*** PROVIDED DATA Section Begins ***

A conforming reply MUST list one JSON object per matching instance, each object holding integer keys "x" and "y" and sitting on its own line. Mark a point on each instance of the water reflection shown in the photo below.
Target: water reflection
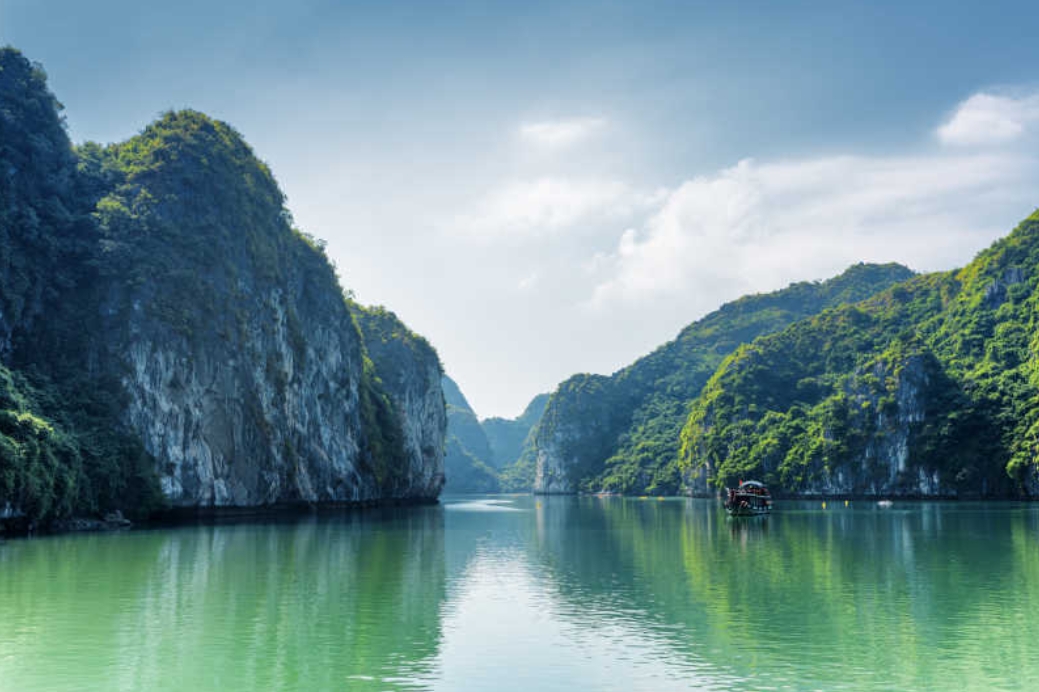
{"x": 544, "y": 593}
{"x": 344, "y": 603}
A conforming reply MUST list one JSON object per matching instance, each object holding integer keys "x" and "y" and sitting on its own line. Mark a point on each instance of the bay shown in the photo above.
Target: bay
{"x": 536, "y": 593}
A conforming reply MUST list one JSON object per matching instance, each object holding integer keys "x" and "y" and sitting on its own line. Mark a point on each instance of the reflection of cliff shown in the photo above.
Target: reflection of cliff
{"x": 332, "y": 603}
{"x": 900, "y": 599}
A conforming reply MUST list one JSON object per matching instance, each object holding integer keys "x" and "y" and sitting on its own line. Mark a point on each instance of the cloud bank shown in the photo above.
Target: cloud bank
{"x": 561, "y": 133}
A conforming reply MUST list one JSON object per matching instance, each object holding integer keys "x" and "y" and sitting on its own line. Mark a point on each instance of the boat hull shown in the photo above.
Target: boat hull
{"x": 748, "y": 511}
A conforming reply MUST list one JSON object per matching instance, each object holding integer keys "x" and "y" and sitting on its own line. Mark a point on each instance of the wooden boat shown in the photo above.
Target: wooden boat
{"x": 750, "y": 499}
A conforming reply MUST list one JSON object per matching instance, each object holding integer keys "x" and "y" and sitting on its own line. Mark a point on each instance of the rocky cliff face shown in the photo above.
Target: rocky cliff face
{"x": 886, "y": 434}
{"x": 620, "y": 433}
{"x": 164, "y": 329}
{"x": 243, "y": 367}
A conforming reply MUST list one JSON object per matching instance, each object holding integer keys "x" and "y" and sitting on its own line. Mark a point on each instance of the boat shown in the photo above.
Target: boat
{"x": 750, "y": 499}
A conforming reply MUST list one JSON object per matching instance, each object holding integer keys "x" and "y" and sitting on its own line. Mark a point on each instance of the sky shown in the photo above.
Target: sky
{"x": 547, "y": 188}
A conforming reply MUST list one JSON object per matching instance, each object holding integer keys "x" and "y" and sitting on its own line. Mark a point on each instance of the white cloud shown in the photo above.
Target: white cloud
{"x": 760, "y": 225}
{"x": 561, "y": 133}
{"x": 985, "y": 118}
{"x": 545, "y": 206}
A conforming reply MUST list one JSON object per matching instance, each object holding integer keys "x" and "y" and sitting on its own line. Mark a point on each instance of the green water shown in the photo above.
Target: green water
{"x": 535, "y": 594}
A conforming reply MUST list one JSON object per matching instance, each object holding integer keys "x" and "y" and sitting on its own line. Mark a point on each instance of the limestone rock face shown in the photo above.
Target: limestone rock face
{"x": 246, "y": 372}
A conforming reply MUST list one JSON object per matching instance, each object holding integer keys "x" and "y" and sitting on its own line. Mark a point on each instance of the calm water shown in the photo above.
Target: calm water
{"x": 536, "y": 594}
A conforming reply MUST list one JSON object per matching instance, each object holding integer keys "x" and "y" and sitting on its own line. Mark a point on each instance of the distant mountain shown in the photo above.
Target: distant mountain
{"x": 620, "y": 432}
{"x": 468, "y": 464}
{"x": 481, "y": 455}
{"x": 930, "y": 388}
{"x": 508, "y": 435}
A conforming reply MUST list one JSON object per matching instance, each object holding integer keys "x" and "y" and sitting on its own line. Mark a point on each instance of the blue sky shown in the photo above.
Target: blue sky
{"x": 548, "y": 188}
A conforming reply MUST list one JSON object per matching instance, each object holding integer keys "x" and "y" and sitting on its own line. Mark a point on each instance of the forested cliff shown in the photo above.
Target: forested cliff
{"x": 620, "y": 432}
{"x": 168, "y": 338}
{"x": 931, "y": 388}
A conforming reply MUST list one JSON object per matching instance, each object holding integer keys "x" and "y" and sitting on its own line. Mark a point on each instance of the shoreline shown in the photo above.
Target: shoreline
{"x": 177, "y": 516}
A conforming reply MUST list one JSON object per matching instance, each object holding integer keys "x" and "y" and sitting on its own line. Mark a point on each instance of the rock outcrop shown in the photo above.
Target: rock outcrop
{"x": 165, "y": 330}
{"x": 620, "y": 433}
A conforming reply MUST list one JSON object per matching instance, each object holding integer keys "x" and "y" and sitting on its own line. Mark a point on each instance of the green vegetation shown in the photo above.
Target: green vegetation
{"x": 621, "y": 431}
{"x": 490, "y": 455}
{"x": 392, "y": 351}
{"x": 183, "y": 230}
{"x": 946, "y": 362}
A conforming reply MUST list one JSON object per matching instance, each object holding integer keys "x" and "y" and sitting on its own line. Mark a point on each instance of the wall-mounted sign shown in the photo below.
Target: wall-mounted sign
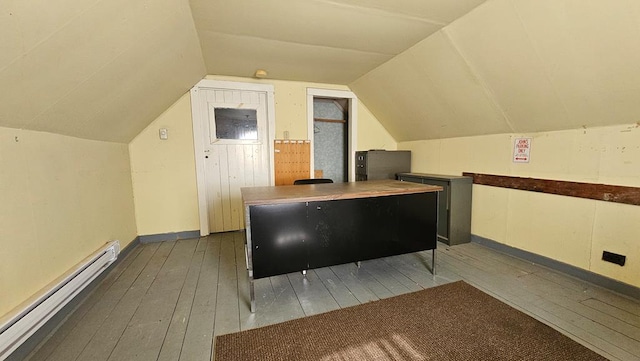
{"x": 522, "y": 150}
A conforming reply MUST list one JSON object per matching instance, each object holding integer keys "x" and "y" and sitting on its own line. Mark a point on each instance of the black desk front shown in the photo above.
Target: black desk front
{"x": 312, "y": 226}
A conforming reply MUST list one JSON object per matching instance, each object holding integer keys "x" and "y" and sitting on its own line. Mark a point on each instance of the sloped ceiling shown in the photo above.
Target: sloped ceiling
{"x": 95, "y": 69}
{"x": 514, "y": 66}
{"x": 104, "y": 69}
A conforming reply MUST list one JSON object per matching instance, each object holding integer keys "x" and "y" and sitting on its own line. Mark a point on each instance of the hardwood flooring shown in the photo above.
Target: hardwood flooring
{"x": 167, "y": 301}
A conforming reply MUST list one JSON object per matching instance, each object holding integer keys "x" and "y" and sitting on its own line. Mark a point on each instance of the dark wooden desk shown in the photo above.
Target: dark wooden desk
{"x": 295, "y": 228}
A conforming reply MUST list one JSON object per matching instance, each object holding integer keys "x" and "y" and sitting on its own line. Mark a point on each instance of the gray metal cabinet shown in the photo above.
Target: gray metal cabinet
{"x": 454, "y": 208}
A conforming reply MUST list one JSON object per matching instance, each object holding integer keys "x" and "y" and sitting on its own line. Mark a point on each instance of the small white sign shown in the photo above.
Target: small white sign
{"x": 522, "y": 150}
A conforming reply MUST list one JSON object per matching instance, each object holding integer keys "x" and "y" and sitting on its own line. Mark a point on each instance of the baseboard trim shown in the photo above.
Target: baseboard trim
{"x": 37, "y": 339}
{"x": 173, "y": 236}
{"x": 600, "y": 280}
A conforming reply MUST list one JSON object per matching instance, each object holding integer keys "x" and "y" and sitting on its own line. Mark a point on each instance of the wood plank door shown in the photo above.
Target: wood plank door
{"x": 236, "y": 148}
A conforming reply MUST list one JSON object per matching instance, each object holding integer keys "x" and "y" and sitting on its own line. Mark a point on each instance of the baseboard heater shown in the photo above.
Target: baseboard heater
{"x": 27, "y": 318}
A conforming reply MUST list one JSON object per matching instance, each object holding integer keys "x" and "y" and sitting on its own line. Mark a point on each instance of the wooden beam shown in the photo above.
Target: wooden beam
{"x": 600, "y": 192}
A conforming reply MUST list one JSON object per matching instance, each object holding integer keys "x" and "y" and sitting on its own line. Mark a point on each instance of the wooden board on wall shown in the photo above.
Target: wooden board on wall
{"x": 292, "y": 160}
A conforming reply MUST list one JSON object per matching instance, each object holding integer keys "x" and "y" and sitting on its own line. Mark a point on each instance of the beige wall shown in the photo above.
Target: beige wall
{"x": 570, "y": 230}
{"x": 62, "y": 199}
{"x": 163, "y": 171}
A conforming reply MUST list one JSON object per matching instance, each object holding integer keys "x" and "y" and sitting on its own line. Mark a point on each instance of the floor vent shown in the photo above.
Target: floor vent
{"x": 31, "y": 315}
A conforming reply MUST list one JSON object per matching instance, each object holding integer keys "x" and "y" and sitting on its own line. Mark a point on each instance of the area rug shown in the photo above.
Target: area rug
{"x": 450, "y": 322}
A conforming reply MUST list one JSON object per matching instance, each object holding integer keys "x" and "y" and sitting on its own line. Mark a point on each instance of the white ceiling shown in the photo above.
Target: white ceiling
{"x": 104, "y": 69}
{"x": 327, "y": 41}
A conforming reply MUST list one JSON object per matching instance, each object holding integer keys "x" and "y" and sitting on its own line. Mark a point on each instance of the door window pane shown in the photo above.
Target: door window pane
{"x": 233, "y": 123}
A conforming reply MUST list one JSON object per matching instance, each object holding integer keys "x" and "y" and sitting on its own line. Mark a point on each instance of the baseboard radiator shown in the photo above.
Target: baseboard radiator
{"x": 35, "y": 312}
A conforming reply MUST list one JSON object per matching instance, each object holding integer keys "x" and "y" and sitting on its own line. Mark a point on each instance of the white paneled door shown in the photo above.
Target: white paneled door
{"x": 235, "y": 129}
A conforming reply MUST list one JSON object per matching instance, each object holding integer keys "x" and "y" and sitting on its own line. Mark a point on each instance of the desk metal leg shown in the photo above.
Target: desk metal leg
{"x": 252, "y": 293}
{"x": 433, "y": 261}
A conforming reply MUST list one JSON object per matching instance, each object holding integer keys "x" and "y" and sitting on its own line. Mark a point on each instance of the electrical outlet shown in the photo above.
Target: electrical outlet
{"x": 614, "y": 258}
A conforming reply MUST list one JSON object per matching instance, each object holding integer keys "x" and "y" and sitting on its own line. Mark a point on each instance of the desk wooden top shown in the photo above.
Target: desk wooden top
{"x": 331, "y": 191}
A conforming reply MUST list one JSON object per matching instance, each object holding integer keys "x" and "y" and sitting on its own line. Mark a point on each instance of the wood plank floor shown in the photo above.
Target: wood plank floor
{"x": 167, "y": 301}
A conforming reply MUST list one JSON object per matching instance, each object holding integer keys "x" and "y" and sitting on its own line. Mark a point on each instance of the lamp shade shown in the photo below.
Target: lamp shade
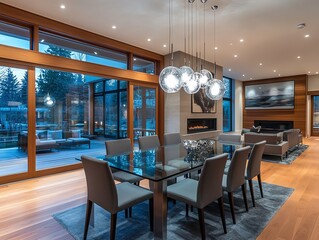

*** PROVIDED DATA Section Ends ***

:: TASK REQUIREMENTS ::
Repeat only what runs from the first line of the records above to the line with "hull shown in the photo above.", both included, word for word, minus the pictures.

:: RESPONSE ::
A conforming reply MUST list one JSON object per matching instance, each object holding integer keys "x" and "y" and sitting on its own line. Mark a point on each instance of the water reflection shown in the photo below.
Target: water reflection
{"x": 544, "y": 593}
{"x": 344, "y": 603}
A conforming reply MUST list one JSON object per matching instance, each object holding integer keys "x" and "y" and sitting on its own line. Mark a point on each instance of the bay shown in the photo above.
Target: bay
{"x": 536, "y": 593}
A conforming reply MUST list one JSON object per matching instance, each object holding integer keys "x" and "y" and sitting on its own line. Mark a point on each instance of the reflection of cliff shown in the photo above.
Target: reflection of cliff
{"x": 332, "y": 603}
{"x": 900, "y": 599}
A conforming reply MUST list one JSON object per matching instance, each object holding integer keys "x" and "y" and sitting on its own line. Mark a point on each instance of the cloud bank shown in the photo above.
Target: cloud bank
{"x": 561, "y": 133}
A conforming reply MUST list one JSON object per matching instance, each object holding integer keys "x" and "y" and sitting on its own line. Mark a point on each instance of the boat hull shown in the photo above.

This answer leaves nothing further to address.